** Excerto fornecido **
Uma travessia que se faz longa e atrasa o pedido de ajuda.

Alzheimer é a doença que condena ao esquecimento. Mas mais do que aqueles esquecimentos rotineiros que, dia a dia, vêm subtrair funcionalidade e autonomia, a doença de Alzheimer ataca a identidade e altera profundamente quem somos.

Na imparável marcha da doença, perde-se, pelo caminho, o fio condutor que nos define.

A reboque da incapacidade, perdem-se interesses e motivações, atividades, papéis, estatutos e funções que antes emolduravam a personalidade. O passado torna-se volátil e os acontecimentos, recentes ou antigos, amontoam-se desorganizados numa história pessoal que se confunde e transfigura.

Não raras vezes, aqueles que se amam, fazem-se, de repente, estranhos e até hostis. E numa inusitada inversão de papéis, os filhos e os netos tornam-se afinal os pais que ditam rotinas, receitas e regras tantas vezes incompreensíveis para o doente. Por outro lado, também os próprios espaços de vida podem-se tornar irreconhecíveis para o doente. E a casa, antes porto de abrigo, pode converter-se num lugar ameaçador.

Sem a âncora do passado e à margem do presente pela crescente dificuldade de apreender o contexto, perdem-se conexões importantes: consigo mesmo, com o meio e com os outros.

É neste caos das memórias desorganizadas e dos afetos misturados que se fragmenta a identidade. E do Eu em ruína, emerge a pergunta angustiada: Espelho meu, espelho meu, afinal quem sou eu?

Numa marcha contra o tempo que vem roubar toda uma existência, é então preciso…tempo.

Tempo para integrar as mudanças que se fazem drásticas. Tempo para aceitar o afastamento comunitário, para abdicar de uma vida social mais ativa, abandonar as atividades de lazer e outros projetos laborais e pessoais. Tempo para deixar cair os velhos papéis até então assumidos. Tempo para gerir as perdas. Tempo para acolher os cuidados daqueles que o rodeiam. Tempo para inventar novas dinâmicas e rotinas dentro de uma família também em mudança.

Tempo também para aqueles que adoecem com o doente e que se impõem como cuidadores para lá do espectro solitário e ensimesmado da doença. Também eles reclamam um tempo que não chega. Tempo para aprender a lidar com os sentimentos e comportamentos do doente. Tempo para aceitar as suas mudanças de personalidade. Tempo para assumir as suas próprias emoções gerir sentimentos de angústia, impotência, medo, pena, sobrecarga, pessimismo e culpa.

** Informação fornecida **
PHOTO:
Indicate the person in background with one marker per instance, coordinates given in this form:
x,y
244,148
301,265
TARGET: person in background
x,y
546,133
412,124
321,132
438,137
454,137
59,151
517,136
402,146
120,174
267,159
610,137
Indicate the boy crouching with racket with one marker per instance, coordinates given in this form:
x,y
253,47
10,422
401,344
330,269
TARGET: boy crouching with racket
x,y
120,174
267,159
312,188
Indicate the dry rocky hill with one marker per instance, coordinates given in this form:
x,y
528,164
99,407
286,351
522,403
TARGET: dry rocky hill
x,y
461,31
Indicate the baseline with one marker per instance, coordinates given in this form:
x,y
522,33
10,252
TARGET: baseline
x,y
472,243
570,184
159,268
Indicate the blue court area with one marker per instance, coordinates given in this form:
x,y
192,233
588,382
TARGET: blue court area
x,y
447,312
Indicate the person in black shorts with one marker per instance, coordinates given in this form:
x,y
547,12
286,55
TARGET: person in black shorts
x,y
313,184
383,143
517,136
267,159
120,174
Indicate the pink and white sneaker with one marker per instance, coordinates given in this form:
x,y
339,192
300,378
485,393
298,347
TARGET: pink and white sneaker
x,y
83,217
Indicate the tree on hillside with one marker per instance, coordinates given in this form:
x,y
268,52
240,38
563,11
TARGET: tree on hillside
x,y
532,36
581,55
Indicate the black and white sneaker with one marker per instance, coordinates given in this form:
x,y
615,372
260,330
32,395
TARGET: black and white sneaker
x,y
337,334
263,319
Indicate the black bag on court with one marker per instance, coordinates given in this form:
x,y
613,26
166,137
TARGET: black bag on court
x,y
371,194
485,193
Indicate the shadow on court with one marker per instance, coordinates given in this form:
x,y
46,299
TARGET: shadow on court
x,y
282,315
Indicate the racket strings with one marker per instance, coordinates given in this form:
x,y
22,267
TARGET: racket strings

** Requisito A **
Responda, com base no texto sobre a doença de Alzheimer:
(i) Em que se pode converter a casa, antes porto de abrigo?
(ii) Com quem ou com o quê se perdem conexões importantes?
(iii) Que pergunta angustiada emerge do Eu em ruína?
** Requisito B **
Prossiga com o texto sobre a doença de Alzheimer, começando logo depois da sua última frase.
Este material é independente do texto sobre a doença de Alzheimer.

** Caixa de resposta A **
(i) Num lugar ameaçador.
(ii) Consigo mesmo, com o meio e com os outros.
(iii) "Espelho meu, espelho meu, afinal quem sou eu?"

** Caixa de resposta B **
Ninguém morreu, mas este é já um tempo de luto. Primeiro o confronto com a evolução fatal da doença. Depois a antevisão de todas as perdas e a perspetiva de uma vida a prazo, que se esvazia a cada dia. O luto da imagem e da pessoa de outrora. E por fim, o luto da própria relação e a aceitação do distanciamento afetivo que, por fim, se instala quando o doente deixa de reconhecer os seus familiares e se fecha incomunicável sobre si mesmo.

Há uma saudade que se faz em presença e que começa com um longo adeus. Pelo caminho perde-se uma mãe/pai, um cônjuge, uma avó/avô e fica apenas a lembrança do que aquela pessoa foi e da sua história na história dos outros. E, ainda assim, a vontade de agarrar aquela pessoa doente, na sua presença-ausente, ensombrada pelo medo de uma morte há muito anunciada.

São estas as lutas do luto. Longo e desgastante na sua caminhada antecipatória, o luto é um processo penoso, que mortifica aqueles que assistem de fora, mas ao lado do doente. Não obstante a violência da experiência, este processo é normal e adaptativo. Permite integrar a realidade de uma perda iminente e preparar a despedida; finalizar situações incompletas; gerir emoções; garantir que nada fica por dizer ou fazer.

É a oportunidade para prestar um contributo inequívoco no alívio do sofrimento da pessoa doente e de exercer a graça de amar acima de qualquer desafio (Valter Hugo Mãe, A minha Mãe é a Minha Filha). É a derradeira oportunidade de homenagear. Ser memória e porta-estandarte da sua história pessoal. Ser espelho e fazer refletir, para lá da doença, a imagem daquele que não sucumbirá ao esquecimento.